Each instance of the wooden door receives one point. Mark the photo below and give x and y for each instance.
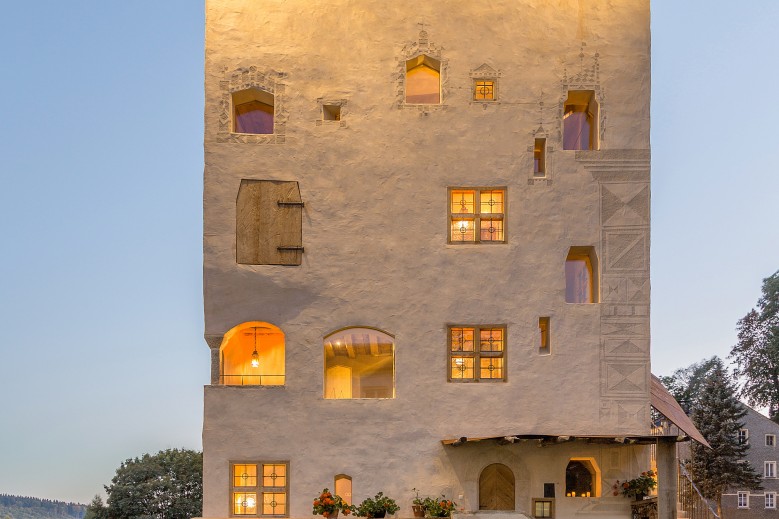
(496, 488)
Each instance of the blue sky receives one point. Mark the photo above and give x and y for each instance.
(102, 356)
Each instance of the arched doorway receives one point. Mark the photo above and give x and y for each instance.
(496, 488)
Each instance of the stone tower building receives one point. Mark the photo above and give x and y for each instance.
(426, 253)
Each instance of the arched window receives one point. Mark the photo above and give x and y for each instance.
(359, 363)
(253, 111)
(496, 488)
(580, 121)
(423, 80)
(343, 487)
(582, 478)
(581, 275)
(252, 354)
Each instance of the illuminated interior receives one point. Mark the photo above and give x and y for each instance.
(252, 353)
(359, 363)
(580, 119)
(582, 478)
(581, 276)
(253, 111)
(423, 80)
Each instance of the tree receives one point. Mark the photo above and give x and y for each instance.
(168, 485)
(757, 353)
(685, 383)
(717, 416)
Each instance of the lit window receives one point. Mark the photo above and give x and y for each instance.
(476, 215)
(252, 354)
(543, 508)
(582, 478)
(539, 158)
(581, 275)
(543, 330)
(359, 363)
(484, 89)
(253, 111)
(477, 353)
(423, 80)
(580, 121)
(262, 494)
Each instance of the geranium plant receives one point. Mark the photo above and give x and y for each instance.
(643, 484)
(328, 505)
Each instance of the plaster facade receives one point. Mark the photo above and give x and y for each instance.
(375, 234)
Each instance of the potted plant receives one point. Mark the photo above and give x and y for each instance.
(328, 505)
(438, 507)
(377, 506)
(639, 487)
(418, 505)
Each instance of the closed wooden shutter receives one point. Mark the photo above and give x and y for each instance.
(496, 488)
(269, 223)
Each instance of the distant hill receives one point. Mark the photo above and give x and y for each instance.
(33, 508)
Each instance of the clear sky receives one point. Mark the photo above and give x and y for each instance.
(102, 356)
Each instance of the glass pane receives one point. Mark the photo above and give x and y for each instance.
(491, 229)
(578, 280)
(462, 230)
(274, 475)
(484, 90)
(359, 363)
(491, 202)
(244, 475)
(491, 339)
(491, 368)
(254, 117)
(462, 201)
(244, 503)
(274, 503)
(462, 368)
(462, 339)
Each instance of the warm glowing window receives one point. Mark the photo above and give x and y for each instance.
(484, 89)
(253, 354)
(581, 275)
(343, 487)
(253, 111)
(539, 158)
(359, 363)
(423, 80)
(543, 332)
(582, 478)
(580, 121)
(476, 215)
(260, 489)
(477, 353)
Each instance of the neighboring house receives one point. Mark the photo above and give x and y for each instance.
(761, 434)
(426, 255)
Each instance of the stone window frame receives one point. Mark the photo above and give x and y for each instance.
(485, 73)
(412, 50)
(476, 216)
(252, 78)
(259, 488)
(476, 354)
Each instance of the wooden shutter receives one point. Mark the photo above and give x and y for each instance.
(269, 223)
(496, 488)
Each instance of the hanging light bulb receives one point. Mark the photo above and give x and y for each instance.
(255, 355)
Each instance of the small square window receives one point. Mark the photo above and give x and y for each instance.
(483, 89)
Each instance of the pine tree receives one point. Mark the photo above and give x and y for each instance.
(718, 417)
(757, 353)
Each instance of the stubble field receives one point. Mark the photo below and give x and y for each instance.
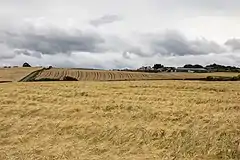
(120, 120)
(15, 74)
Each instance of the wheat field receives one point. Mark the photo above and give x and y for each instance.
(120, 120)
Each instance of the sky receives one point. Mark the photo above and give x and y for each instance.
(119, 34)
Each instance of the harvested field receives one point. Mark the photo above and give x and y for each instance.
(98, 75)
(15, 74)
(120, 120)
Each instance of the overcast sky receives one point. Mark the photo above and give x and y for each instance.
(118, 34)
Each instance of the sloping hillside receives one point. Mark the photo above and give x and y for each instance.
(15, 74)
(100, 75)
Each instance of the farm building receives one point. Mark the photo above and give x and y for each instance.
(192, 70)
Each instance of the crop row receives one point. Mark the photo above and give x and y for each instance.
(93, 75)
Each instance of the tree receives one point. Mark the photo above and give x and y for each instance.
(193, 66)
(157, 66)
(26, 64)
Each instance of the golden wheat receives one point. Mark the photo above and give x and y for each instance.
(120, 120)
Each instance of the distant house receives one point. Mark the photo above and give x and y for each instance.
(192, 70)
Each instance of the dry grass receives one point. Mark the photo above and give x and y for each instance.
(15, 74)
(120, 120)
(97, 75)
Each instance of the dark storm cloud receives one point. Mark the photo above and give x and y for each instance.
(28, 53)
(172, 43)
(105, 20)
(234, 44)
(53, 41)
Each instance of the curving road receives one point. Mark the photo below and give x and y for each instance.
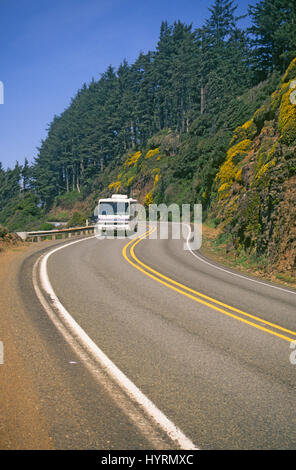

· · · · · · ·

= Problem =
Copy out all the data exactly; skip the pictures.

= Response to the exercise =
Each instance of the wooden door receives one point. Mark the photo below and give x and y for each instance.
(496, 488)
Each instance of the blue sky receives one point. Mark the photo above and give x and y for each instance.
(102, 356)
Each instance of the arched doorway receives one point. Mark the photo above and give x and y for each instance.
(496, 488)
Each instance of the stone tower building receives one point. Mark the photo above and give x and y for each instance.
(426, 253)
Each instance of the arched window receives one point. Mark the photo above and give x and y for each instance.
(359, 363)
(253, 111)
(496, 488)
(580, 121)
(423, 80)
(343, 487)
(582, 478)
(581, 275)
(252, 354)
Each instance of the illuminated interior receives one point. Mark the photo above and give x and y for each instance.
(252, 353)
(359, 363)
(580, 119)
(582, 478)
(581, 276)
(253, 111)
(423, 80)
Each instance of the tree receives one point. Mark the photo above and give x and y for each instance.
(168, 485)
(757, 353)
(685, 383)
(717, 416)
Each instance of the lit window receives one point. Mark the photo above and give x and y for each instance.
(476, 215)
(252, 354)
(543, 508)
(582, 478)
(539, 158)
(581, 275)
(543, 330)
(359, 363)
(484, 89)
(253, 111)
(477, 353)
(423, 80)
(580, 121)
(262, 494)
Each instance of the geranium plant receives one point. Mark the photo above and give x and y for each instance.
(643, 484)
(328, 505)
Each instance of the plaster facade receives one point. Mark the photo above and give x and y for each instance.
(375, 234)
Each instance of the potted plant receives one point. Mark the photo above and give x and y for each instance.
(328, 505)
(438, 507)
(377, 506)
(639, 487)
(418, 505)
Each instance of the closed wooden shutter receives one point. Mark the photo above and give x and y for each instance.
(496, 488)
(269, 223)
Each instance of the distant hill receives one point. Mark the photo above and give x and y for each instance.
(33, 508)
Each instance of the clear sky receives one point. Mark the photo above and give x and y for each instance.
(102, 356)
Each instance of the glass pane receives one point. Mark the photo above and give x and y for each instance.
(491, 229)
(578, 280)
(462, 230)
(274, 475)
(484, 90)
(359, 363)
(491, 202)
(244, 475)
(491, 339)
(491, 368)
(254, 117)
(462, 201)
(244, 503)
(274, 503)
(462, 368)
(462, 339)
Each instance of the warm glowing window receives one point. Mark the photo above and give x and y for each instance.
(484, 89)
(253, 354)
(581, 275)
(343, 487)
(253, 111)
(539, 158)
(359, 363)
(423, 80)
(543, 332)
(582, 478)
(580, 121)
(476, 215)
(260, 489)
(477, 353)
Each instance of the neighboring house receives one point. Mark the photo above and give x and y for each instance.
(761, 434)
(426, 255)
Each instance of the stone window frame receives one point. Mark the photo above and give x and y for each instance.
(485, 73)
(412, 50)
(476, 216)
(252, 78)
(259, 488)
(476, 354)
Each instance of the wooden shutter receives one point. Mark the photo above and give x and y for each instance.
(269, 223)
(496, 488)
Each instance of the hanging light bulb receives one point. Mark the photo above and give x and y for each instance.
(255, 355)
Each instance of the small square window receives one point. Mark the photo above and give x and y for each instance.
(483, 89)
Each instance of the pine tree receives one point. Mark the photo above and give x and y for each instance.
(718, 417)
(757, 353)
Each instance of the stubble field receives one point. Mark the photo below and give x and y for each instance.
(120, 120)
(15, 74)
Each instance of the wheat field receives one point. Mark the photo above and give x and y for each instance.
(120, 120)
Each instance of the sky receives one point. Mark the photo above and give x and y for each instance.
(119, 34)
Each instance of the harvested field receives one point. Mark the photo above and give x and y for each instance.
(98, 75)
(15, 74)
(120, 120)
Each instance of the overcast sky receives one point. Mark the photo above and give x and y for each instance.
(118, 34)
Each instance of the sloping hillside receives one point. Mark the photo above and give x and y for each instance.
(15, 74)
(100, 75)
Each instance of the farm building receives one point. Mark the photo above and give x and y for each instance.
(192, 70)
Each instance of the crop row receives one point. Mark the photo above and give x and y for each instance.
(93, 75)
Each instance of the tree receives one point. Mark the photo above and give x and y for each instance.
(193, 66)
(157, 66)
(26, 64)
Each instance of the golden wheat receives one point. Mark the photo above and give x and y for each instance.
(120, 120)
Each instance of the distant house receives one point. Mark the photo above and give x and y for each instance.
(192, 70)
Each instance of the dry grass receives one point. Mark the photo above and give x and y for each instance.
(15, 74)
(120, 120)
(97, 75)
Each instance of the dark storm cloud receives one point. Mark the photo above and give x and y for each instance.
(28, 53)
(172, 43)
(105, 20)
(234, 44)
(53, 41)
Each instance of the curving road receives one point. Mark the photo below and give x and y for each instance.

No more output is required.